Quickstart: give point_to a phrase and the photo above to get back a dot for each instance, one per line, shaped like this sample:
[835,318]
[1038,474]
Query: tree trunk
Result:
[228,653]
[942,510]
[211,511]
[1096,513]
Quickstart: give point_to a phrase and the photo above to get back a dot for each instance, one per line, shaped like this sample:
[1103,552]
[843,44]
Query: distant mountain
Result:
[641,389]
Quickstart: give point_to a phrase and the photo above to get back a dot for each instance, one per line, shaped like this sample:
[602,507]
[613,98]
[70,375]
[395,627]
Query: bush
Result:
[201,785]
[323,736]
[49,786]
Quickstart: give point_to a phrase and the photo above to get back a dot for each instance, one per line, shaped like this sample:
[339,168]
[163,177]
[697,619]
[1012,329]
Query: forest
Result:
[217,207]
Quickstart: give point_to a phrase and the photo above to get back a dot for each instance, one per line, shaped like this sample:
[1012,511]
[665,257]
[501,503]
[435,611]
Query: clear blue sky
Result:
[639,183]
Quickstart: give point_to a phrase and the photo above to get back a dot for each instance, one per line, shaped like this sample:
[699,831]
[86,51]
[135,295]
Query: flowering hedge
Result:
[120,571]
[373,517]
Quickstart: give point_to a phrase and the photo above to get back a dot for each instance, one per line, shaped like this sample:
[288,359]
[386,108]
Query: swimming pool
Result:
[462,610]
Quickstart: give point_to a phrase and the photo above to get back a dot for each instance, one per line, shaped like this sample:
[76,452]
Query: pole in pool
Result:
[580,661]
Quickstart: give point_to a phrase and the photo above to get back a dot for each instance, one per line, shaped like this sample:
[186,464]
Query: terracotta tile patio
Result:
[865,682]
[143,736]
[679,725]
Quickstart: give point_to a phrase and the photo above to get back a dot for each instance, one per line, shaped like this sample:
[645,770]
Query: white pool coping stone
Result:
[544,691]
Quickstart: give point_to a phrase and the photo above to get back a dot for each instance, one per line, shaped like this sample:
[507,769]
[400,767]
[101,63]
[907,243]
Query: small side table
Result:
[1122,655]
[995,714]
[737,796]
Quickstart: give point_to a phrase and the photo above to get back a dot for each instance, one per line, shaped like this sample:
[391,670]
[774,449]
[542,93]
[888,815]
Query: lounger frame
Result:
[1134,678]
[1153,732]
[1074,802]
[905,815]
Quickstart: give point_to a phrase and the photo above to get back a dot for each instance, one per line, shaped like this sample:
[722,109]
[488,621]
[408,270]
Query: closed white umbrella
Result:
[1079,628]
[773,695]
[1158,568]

┄┄┄┄┄┄┄┄┄┄┄┄┄┄┄┄┄┄┄┄

> **What the task requires**
Take the entries above and transcribe them exactly.

> **Response to this exercise**
Quickstart: give point_to a phrase and the photo above to get back a dot for each instance, one per line, shaped like this sample:
[835,318]
[1038,474]
Query: tree trunk
Result:
[228,653]
[942,510]
[211,511]
[1096,513]
Quickstart: give point_to a phrase and the photo above to get back a dot for each instance, one per line, shaped like this sample:
[1103,552]
[843,44]
Query: distant mountain
Result:
[641,389]
Quickstart: give point_to a phrase and the photo above to get back a dot for each instance, one per line, shaped like this sample:
[602,507]
[613,98]
[70,375]
[395,627]
Query: bush
Result:
[201,785]
[323,736]
[49,786]
Quickstart: give point_to a phrase and the photo above to get back a dot for each instance, one per line, shaped like this sample:
[339,168]
[163,177]
[697,619]
[1012,329]
Query: forest
Result:
[217,207]
Quickstart: give point_to a phrase and the photo above to get back a dot for each instance, one per line, shaped like this sample:
[1012,511]
[665,257]
[501,503]
[435,611]
Query: clear blue sky
Result:
[639,183]
Quickstart: give point_to a phrase and the photo above to get back a dot for each instance, one per line, shaped like this sample:
[699,831]
[86,51]
[135,295]
Query: flowering hedge
Result:
[120,571]
[373,517]
Quickstart: give point_to a phrase and the photo above to get back a dot for each instance, one per line, shaped like this sample:
[288,359]
[386,108]
Query: swimming pool
Result:
[462,610]
Quickstart: give point_to a phrase and the photo above to get back a dot for each instance, one per line, shaped like this sample:
[76,452]
Query: pole in pool
Result:
[580,661]
Quickstart: give point_to a phrase and the photo above to get back a dot for each instance, one per line, shaped like this sample:
[186,464]
Query: terracotta tile patio
Result:
[865,682]
[143,736]
[679,725]
Quickstart: give point_to a phrase and the photo above to get back a dot for each instance, one per line, shaped like this sample:
[645,770]
Query: white pool coping stone
Result:
[544,691]
Quickstart: give point_to a phrase and the photo above to get back a dot for each instance, one per line, shaped like this sample:
[507,769]
[400,767]
[101,63]
[907,243]
Query: small side table
Result:
[1122,655]
[995,714]
[737,796]
Quickstart: give point_to a phrase and the photo above to get back a dot for each instance, one per line, shaped like this sample:
[391,670]
[774,449]
[542,93]
[888,815]
Query: lounger frame
Result:
[1134,678]
[1153,732]
[1074,802]
[905,815]
Quickstart: give point_to a phrase and the photo above to get back a dot for each instance, one per line, shaped like this sample:
[722,109]
[488,621]
[408,270]
Query: closed white umbrella
Result:
[1079,628]
[773,695]
[1158,568]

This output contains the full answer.